IOCのバッハ会長との電話協議を終え、記者の質問に答える安倍首相(24日、首相公邸)
安倍晋三首相は24日夜、国際オリンピック委員会(IOC)のバッハ会長と電話で協議し、夏の東京五輪・パラリンピックを1年程度延期することで合意した。遅くても2021年夏までに開催すると確認した。新型コロナウイルス感染の収束が見通せず、選手らの準備期間なども踏まえて判断した。
IOCは首相とバッハ会長の合意を受け声明を発表した。21年夏までに日程を再設定するとともに、大会名称「東京五輪・パラリンピック2020」の維持で合意したと明記した。IOCは電話会議で臨時理事会を開く。延期を決定した場合、100年を超える近代五輪史上初となる。
電話協議で、首相とバッハ会長は東京五輪・パラリンピックの中止はないと確認した。首相は「世界のアスリートが最高のコンディションでプレーでき、観客が安全で安心な大会とするために、おおむね1年程度延期することを軸として検討していただけないか」と提案した。バッハ会長は「100%同意する」と答えた。
協議終了後、首相が記者団に明らかにした。延期提案を1年程度とした理由については「現下の感染症の広がりをみる中において、年内は難しい」と述べた。21年夏までの開催を目標と位置づけ「しっかりと会場などの対応を調整していくことになる」と語った。
政府関係者は開催時期に関し「そのまま1年後ということだ」と解説した。
首相は「今後、人類が新型コロナウイルスに打ち勝った証しとして、完全な形で東京五輪・パラリンピックを開催するためにIOCと緊密に連携していく」と訴えた。「日本は開催国の責任をしっかり果たしていきたい」と強調した。
電話協議は約45分間だった。首相公邸で大会組織委員会の森喜朗会長と東京都の小池百合子知事、橋本聖子五輪相、菅義偉官房長官が同席した。
IOCは22日に電話会議での緊急理事会を開き、大会の延期を含め4週間をメドに結論を出すと発表した。トランプ米大統領は電話協議に先立ち、東京五輪の延期の是非について「安倍首相が適切に判断する」とツイッターに投稿した。五輪への参加に関して「首相の考えに沿うことになる」と表明した。25日に日米首脳は電話で協議する。
東京五輪は7月24日~8月9日、パラリンピックは8月25日~9月6日を予定していた。
1年延期だと、21年夏には福岡市で水泳の世界選手権、米国で陸上の世界選手権がそれぞれあり、五輪と重なる。ただ、ロイター通信は23日、世界陸連が陸上世界選手権の日程変更の検討に入ったと報じた。
IOCが延期を含めた検討に入ったことを受け、米国の放映権を持つ米放送局NBCは23日、IOCの決定に理解を示す姿勢を明らかにしていた。米国オリンピック・パラリンピック委員会(USOPC)も23日、延期が最も望ましいとの声明を発表した。

^^^^^^^^

- _設問_:
1/ 提示テキストにおいて、首相が延期の期間を1年程度として提案した理由を、1〜3文で説明せよ。
2/ 提示テキストの「電話協議で、首相とバッハ会長」から「本聖子五輪相、菅義偉官房長官が同席した。」までを、両端を含めて一字一句変えずに再掲せよ。
ここでは提示テキストの内容のみを根拠とすること。

- _表示データ_:

^^^^^^^^

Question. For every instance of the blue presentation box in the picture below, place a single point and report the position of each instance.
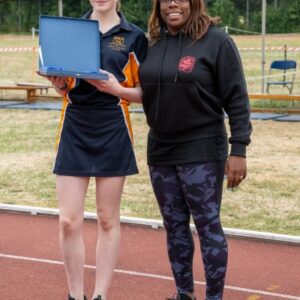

^^^^^^^^

- _設問別解答_:
1/ 現在の感染症の広がりを見ると、年内の開催は難しいと首相は判断した。そのため、延期の期間を1年程度とした。

2/
電話協議で、首相とバッハ会長は東京五輪・パラリンピックの中止はないと確認した。首相は「世界のアスリートが最高のコンディションでプレーでき、観客が安全で安心な大会とするために、おおむね1年程度延期することを軸として検討していただけないか」と提案した。バッハ会長は「100%同意する」と答えた。
協議終了後、首相が記者団に明らかにした。延期提案を1年程度とした理由については「現下の感染症の広がりをみる中において、年内は難しい」と述べた。21年夏までの開催を目標と位置づけ「しっかりと会場などの対応を調整していくことになる」と語った。
政府関係者は開催時期に関し「そのまま1年後ということだ」と解説した。
首相は「今後、人類が新型コロナウイルスに打ち勝った証しとして、完全な形で東京五輪・パラリンピックを開催するためにIOCと緊密に連携していく」と訴えた。「日本は開催国の責任をしっかり果たしていきたい」と強調した。
電話協議は約45分間だった。首相公邸で大会組織委員会の森喜朗会長と東京都の小池百合子知事、橋本聖子五輪相、菅義偉官房長官が同席した。